▶ _Selected passage_
** Start **

# Do you ever just not care?



## anythingbutordinary (Sep 30, 2020)

Hi everyone, so a few months ago I made a post about how my husband hasn't been interested in sex with me for years.. and very rarely anything physical with me at all anymore in all honesty.. he usually just wants me to do stuff for him. My feelings go back and forth so much on this, that I don't really know the _right_ way to feel anymore. I have times where I feel very sad and depressed that this is what my marriage is like.. and feeling like something is wrong with me and that I need to change, well, maybe everything about myself and that will get him more interested in me..

But then I have times where I can't be bothered to care. I accept that this is my life and that this is just apparently what I signed up for when we got married and I can't really do anything about it. I know I mentioned the topic of porn before and how that was an issue with us as well... at the beginning of the year I almost lost my mom and she needed help around the house, so I stayed with her for about a month (still coming back home every evening though, to eat dinner and hang out with my husband for a few hours before going back to her house + I was here during the day on weekends) but I knew that would be the perfect opportunity for him to fall back into that, which he admitted he did.

And while it upset me (and still upsets me). that while I was going through something MAJOR at that time, that's what he chose to do, which probably just pushed us apart even more.. another part of me just doesn't care. Does anyone else feel like that? Like you go from feeling heart broken and wanting to fix everything on your own - somehow - to whatever, look at porn, never show interest in me, make me feel worthless.. it's just another day, try to make the most of it.

I feel kinda crazy for having BOTH of these kind of thoughts.. but maybe this is part of figuring it out? I don't know.. I hope I'm not alone in feeling like this..


----------



## Sfort (Sep 28, 2019)

anythingbutordinary said:


> Hi everyone, so a few months ago I made a post about how my husband hasn't been interested in sex with me for years.. and very rarely anything physical with me at all anymore in all honesty.. he usually just wants me to do stuff for him. My feelings go back and forth so much on this, that I don't really know the _right_ way to feel anymore. I have times where I feel very sad and depressed that this is what my marriage is like.. and feeling like something is wrong with me and that I need to change, well, maybe everything about myself and that will get him more interested in me..
> 
> But then I have times where I can't be bothered to care. I accept that this is my life and that this is just apparently what I signed up for when we got married and I can't really do anything about it. I know I mentioned the topic of porn before and how that was an issue with us as well... at the beginning of the year I almost lost my mom and she needed help around the house, so I stayed with her for about a month (still coming back home every evening though, to eat dinner and hang out with my husband for a few hours before going back to her house + I was here during the day on weekends) but I knew that would be the perfect opportunity for him to fall back into that, which he admitted he did.

** End **

▶ _Description of the task_
Write out the part of the thread starting at "I feel kinda" and ending at "(Sep 28, 2019)", word for word. Work only from the thread above.

▶ _Stored data_
** Start **

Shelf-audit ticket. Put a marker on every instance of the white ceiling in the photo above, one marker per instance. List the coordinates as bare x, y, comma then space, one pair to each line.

** End **

▶ _Solution to this exercise_
I feel kinda crazy for having BOTH of these kind of thoughts.. but maybe this is part of figuring it out? I don't know.. I hope I'm not alone in feeling like this..


----------



## Sfort (Sep 28, 2019)